* _Dataset extract_:
··········

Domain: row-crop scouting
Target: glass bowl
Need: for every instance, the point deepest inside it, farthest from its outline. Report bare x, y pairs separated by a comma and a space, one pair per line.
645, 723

··········

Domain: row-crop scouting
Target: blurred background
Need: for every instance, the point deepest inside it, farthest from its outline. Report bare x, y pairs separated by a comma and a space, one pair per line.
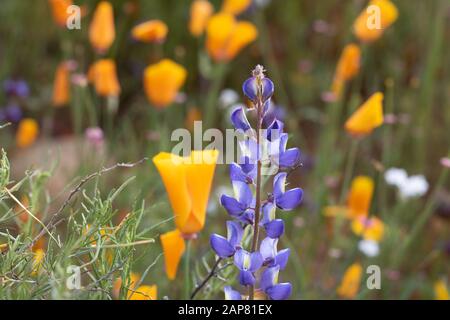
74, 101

··········

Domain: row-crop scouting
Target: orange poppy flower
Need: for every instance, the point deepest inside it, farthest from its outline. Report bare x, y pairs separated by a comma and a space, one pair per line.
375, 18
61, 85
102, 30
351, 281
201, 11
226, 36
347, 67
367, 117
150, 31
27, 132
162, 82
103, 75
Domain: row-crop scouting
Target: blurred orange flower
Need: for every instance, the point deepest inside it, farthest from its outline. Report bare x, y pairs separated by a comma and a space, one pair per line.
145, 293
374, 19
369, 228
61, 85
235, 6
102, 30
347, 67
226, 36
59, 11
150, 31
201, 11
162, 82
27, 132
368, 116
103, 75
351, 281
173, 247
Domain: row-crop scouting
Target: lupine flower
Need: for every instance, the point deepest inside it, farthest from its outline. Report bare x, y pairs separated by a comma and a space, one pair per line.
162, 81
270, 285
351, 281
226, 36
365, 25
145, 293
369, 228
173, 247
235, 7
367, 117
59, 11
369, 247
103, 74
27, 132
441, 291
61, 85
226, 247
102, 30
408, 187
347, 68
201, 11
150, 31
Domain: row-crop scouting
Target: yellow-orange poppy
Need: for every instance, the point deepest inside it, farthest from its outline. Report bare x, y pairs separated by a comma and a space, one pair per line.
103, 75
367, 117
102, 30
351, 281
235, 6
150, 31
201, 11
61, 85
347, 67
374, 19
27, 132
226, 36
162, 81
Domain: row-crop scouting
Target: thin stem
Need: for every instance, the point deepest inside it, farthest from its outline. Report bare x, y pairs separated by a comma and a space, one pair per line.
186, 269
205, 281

··········

* _Required work_: What is the number of lines above that contain the word "blurred"? Answer with that number only.

* _Response to the exercise_: 2